━━━ Available data

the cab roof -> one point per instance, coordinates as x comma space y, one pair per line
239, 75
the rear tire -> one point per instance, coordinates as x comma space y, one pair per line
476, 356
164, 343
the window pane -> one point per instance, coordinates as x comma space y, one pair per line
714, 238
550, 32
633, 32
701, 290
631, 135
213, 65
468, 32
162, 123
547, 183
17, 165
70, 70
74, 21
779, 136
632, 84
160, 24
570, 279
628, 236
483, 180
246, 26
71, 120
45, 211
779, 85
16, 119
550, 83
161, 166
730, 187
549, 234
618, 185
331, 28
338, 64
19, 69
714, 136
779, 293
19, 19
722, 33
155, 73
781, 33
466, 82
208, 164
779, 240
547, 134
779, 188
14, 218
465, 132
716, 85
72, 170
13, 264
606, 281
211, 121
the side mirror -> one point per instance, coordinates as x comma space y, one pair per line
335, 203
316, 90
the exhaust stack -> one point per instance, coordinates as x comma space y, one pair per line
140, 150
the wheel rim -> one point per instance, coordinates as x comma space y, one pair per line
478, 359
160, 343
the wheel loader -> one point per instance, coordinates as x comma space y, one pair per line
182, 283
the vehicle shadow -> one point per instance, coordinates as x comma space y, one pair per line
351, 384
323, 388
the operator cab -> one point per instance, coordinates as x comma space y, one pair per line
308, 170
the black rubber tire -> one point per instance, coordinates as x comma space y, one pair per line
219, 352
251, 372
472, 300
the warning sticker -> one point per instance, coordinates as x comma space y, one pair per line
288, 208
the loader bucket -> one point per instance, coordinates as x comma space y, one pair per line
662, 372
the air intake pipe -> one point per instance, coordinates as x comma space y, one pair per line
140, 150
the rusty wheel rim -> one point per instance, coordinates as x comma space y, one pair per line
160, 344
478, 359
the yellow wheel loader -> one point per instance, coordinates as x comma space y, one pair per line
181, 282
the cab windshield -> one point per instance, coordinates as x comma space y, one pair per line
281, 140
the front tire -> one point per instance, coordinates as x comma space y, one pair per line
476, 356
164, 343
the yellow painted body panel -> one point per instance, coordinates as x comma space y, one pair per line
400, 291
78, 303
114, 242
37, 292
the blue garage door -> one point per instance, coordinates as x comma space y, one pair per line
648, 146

━━━━━━
━━━ Available data

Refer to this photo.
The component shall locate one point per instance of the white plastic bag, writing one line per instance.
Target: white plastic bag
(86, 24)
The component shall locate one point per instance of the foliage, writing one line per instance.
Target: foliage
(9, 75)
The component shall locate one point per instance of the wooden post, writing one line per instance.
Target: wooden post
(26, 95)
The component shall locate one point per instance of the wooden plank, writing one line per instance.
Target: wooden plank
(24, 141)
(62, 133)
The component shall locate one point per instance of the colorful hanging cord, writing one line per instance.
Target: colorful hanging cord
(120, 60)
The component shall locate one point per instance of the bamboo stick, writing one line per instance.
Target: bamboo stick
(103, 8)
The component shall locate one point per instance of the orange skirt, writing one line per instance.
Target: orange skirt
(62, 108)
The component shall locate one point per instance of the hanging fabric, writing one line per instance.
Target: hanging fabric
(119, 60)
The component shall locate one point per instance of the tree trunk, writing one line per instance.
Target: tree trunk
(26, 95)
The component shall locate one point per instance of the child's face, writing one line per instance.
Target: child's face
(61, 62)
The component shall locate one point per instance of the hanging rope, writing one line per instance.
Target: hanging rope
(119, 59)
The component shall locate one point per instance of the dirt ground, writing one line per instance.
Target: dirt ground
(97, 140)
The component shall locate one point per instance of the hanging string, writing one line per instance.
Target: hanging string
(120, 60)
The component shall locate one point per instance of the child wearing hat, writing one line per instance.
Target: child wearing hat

━━━━━━
━━━ Available data

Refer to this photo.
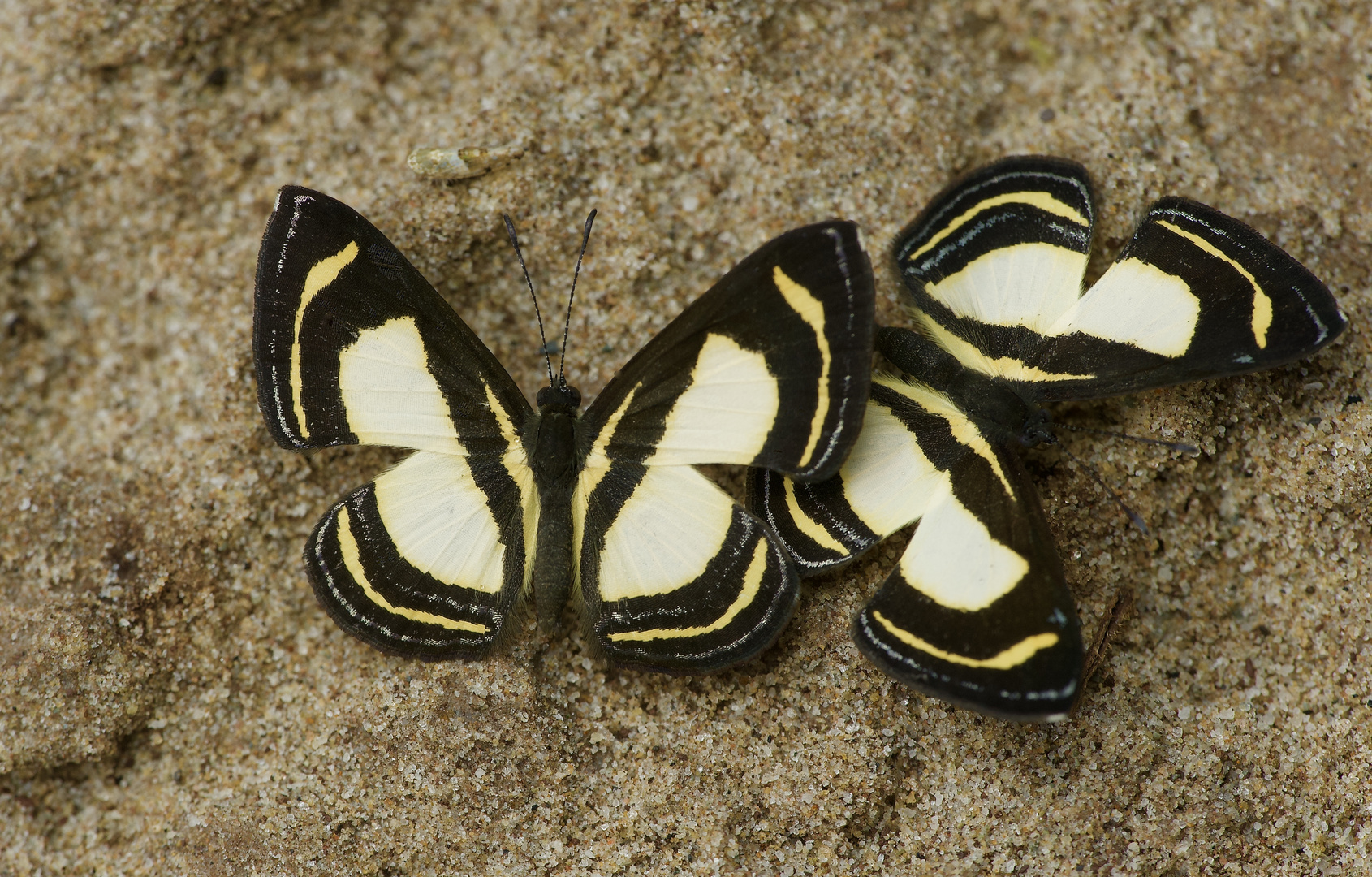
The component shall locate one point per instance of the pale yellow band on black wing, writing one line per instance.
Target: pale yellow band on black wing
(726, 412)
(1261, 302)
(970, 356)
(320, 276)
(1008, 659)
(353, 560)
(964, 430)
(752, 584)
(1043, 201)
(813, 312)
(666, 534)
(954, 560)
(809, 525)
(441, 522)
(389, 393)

━━━━━━

Among the lines of the listing above, which ones contain the word "wearing"? Show them.

▸ Completed exercise:
The component shall locate one point per instance of the child wearing hat, writing one line per instance.
Target: child wearing hat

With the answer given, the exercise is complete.